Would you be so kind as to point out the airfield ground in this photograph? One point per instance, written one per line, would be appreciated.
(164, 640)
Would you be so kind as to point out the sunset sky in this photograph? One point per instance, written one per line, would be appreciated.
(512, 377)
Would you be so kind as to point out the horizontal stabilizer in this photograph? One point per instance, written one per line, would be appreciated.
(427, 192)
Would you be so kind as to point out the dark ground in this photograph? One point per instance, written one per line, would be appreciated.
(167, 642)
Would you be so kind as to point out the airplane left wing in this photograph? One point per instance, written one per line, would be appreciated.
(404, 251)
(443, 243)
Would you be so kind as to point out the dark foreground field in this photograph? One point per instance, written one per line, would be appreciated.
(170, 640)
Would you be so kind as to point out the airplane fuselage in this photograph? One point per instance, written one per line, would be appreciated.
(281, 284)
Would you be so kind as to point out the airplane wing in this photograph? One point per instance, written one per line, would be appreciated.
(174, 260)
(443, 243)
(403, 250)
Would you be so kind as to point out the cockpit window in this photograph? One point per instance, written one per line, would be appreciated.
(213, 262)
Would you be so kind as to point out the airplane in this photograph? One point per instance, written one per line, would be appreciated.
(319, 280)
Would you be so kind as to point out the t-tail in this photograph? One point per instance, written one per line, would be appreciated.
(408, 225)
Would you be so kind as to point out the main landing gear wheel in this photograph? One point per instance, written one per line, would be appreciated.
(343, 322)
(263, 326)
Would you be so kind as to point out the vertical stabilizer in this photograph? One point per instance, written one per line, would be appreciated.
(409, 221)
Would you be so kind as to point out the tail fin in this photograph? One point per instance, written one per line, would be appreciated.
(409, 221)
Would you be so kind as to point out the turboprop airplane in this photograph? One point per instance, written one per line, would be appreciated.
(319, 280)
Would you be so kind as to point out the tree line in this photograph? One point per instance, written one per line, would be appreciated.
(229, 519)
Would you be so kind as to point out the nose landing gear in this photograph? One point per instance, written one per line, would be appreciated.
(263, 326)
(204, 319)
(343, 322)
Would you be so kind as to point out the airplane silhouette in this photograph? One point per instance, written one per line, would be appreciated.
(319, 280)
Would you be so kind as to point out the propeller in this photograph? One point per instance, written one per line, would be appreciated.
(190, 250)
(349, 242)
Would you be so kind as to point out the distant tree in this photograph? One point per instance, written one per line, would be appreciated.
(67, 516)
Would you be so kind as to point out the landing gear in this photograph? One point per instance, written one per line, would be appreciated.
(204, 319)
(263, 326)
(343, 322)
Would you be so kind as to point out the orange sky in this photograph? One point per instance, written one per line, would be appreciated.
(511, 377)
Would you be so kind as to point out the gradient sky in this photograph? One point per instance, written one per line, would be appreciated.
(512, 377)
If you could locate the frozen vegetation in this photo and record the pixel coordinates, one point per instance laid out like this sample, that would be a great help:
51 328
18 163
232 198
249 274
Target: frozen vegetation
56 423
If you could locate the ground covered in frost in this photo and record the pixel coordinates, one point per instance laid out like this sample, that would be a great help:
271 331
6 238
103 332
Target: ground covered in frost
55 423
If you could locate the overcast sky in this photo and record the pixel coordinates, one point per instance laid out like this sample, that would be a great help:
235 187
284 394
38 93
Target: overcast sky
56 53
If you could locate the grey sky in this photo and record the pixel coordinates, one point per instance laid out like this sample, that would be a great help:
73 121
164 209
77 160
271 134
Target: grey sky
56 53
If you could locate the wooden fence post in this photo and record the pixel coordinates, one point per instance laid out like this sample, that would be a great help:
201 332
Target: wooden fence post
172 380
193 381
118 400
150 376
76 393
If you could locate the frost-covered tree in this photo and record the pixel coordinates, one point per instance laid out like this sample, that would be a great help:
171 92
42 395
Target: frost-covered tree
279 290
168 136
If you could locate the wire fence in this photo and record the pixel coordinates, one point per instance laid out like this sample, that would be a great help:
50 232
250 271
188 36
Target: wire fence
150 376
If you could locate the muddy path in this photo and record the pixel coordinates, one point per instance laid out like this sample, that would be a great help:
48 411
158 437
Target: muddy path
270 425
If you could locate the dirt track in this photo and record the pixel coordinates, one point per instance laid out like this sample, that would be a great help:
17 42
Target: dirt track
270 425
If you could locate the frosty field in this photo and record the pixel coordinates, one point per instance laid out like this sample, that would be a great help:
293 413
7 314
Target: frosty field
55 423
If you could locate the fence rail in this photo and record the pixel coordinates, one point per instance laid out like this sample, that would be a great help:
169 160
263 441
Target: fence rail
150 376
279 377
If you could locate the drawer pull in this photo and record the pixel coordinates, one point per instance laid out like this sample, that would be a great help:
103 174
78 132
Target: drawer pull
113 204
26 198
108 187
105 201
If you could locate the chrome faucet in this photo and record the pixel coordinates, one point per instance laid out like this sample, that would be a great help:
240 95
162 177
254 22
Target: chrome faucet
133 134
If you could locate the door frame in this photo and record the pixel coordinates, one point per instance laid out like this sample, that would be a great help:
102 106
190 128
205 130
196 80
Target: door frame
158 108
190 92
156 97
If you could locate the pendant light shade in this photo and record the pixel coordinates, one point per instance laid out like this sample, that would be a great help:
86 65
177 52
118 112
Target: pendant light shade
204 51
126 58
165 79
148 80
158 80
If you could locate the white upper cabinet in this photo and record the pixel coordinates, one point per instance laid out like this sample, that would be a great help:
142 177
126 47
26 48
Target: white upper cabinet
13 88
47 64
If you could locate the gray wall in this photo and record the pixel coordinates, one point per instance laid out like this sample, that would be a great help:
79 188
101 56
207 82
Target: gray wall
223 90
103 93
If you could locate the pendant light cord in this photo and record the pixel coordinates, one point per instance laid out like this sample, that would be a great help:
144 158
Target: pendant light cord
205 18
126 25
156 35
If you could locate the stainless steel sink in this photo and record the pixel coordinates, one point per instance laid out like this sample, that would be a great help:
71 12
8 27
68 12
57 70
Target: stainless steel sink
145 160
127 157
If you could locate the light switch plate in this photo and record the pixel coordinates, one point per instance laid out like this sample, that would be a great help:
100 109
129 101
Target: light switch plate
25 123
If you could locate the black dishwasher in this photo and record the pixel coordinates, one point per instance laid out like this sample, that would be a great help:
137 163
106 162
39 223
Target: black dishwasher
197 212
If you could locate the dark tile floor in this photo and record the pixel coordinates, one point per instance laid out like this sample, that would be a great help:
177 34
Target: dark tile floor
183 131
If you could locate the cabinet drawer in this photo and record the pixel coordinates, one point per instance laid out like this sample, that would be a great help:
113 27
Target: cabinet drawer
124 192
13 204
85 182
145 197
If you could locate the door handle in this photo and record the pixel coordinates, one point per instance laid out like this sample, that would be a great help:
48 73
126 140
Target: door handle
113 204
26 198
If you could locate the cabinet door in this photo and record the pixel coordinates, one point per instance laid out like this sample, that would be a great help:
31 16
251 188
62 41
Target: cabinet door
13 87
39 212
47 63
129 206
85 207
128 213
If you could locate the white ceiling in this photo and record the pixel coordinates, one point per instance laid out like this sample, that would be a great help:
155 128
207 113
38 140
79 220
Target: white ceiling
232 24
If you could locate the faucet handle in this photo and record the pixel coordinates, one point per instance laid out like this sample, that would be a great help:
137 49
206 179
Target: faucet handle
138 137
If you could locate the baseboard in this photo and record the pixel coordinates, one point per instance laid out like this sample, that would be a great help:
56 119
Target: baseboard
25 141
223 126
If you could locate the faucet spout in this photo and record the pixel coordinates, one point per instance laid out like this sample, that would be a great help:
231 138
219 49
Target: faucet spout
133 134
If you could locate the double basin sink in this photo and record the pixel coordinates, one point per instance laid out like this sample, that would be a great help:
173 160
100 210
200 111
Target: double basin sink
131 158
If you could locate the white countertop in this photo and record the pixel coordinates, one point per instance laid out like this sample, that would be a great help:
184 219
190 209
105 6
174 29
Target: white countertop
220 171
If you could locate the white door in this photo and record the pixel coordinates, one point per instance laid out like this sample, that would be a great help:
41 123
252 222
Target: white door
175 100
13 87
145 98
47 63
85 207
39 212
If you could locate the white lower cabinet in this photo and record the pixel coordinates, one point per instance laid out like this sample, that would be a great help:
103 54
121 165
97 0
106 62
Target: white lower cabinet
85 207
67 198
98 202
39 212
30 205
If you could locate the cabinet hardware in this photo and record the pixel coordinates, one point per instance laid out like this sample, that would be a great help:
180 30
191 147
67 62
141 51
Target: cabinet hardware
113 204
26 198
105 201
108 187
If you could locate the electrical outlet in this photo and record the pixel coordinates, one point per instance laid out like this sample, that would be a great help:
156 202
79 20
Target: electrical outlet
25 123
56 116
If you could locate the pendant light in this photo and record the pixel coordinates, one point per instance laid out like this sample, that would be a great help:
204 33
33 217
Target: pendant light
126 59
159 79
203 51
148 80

☆ ☆ ☆

*EXERCISE DETAILS*: Recast the material from the line holding "If you could locate the white door" through the end of the material, inclusive, as a Markdown table with the columns Row and Text, with one numbered row per line and blank lines left out.

*EXERCISE OUTPUT*:
| Row | Text |
|---|---|
| 1 | If you could locate the white door in this photo and record the pixel coordinates, one point per instance laid out like this sample, that would be a great help: |
| 2 | 41 123 |
| 3 | 252 222 |
| 4 | Target: white door |
| 5 | 175 100 |
| 6 | 13 87 |
| 7 | 145 98 |
| 8 | 47 63 |
| 9 | 85 207 |
| 10 | 39 212 |
| 11 | If you could locate the white lower cabinet in this photo and record the pixel coordinates, one point per instance laid out like this sample, that would be a great help: |
| 12 | 103 54 |
| 13 | 121 165 |
| 14 | 97 0 |
| 15 | 106 62 |
| 16 | Target: white lower cabinet |
| 17 | 85 207 |
| 18 | 67 198 |
| 19 | 98 202 |
| 20 | 39 212 |
| 21 | 30 205 |
| 22 | If you could locate the cabinet hardware in this photo and record the pixel coordinates, one point per instance laid out like this sample, that would be a great help: |
| 23 | 180 30 |
| 24 | 191 147 |
| 25 | 67 62 |
| 26 | 141 51 |
| 27 | Target: cabinet hardware |
| 28 | 113 204 |
| 29 | 26 198 |
| 30 | 105 201 |
| 31 | 108 187 |
| 32 | If you could locate the electrical outlet in this photo and record the pixel coordinates, one point per instance laid out like this sample, that would be a great help: |
| 33 | 156 202 |
| 34 | 79 20 |
| 35 | Target: electrical outlet |
| 36 | 25 123 |
| 37 | 56 116 |
| 38 | If you could locate the pendant light in this photo and record the pixel coordinates, one point per instance laid out like this sample, that would be a great help: |
| 39 | 204 33 |
| 40 | 33 217 |
| 41 | Target: pendant light |
| 42 | 126 59 |
| 43 | 159 79 |
| 44 | 203 51 |
| 45 | 148 80 |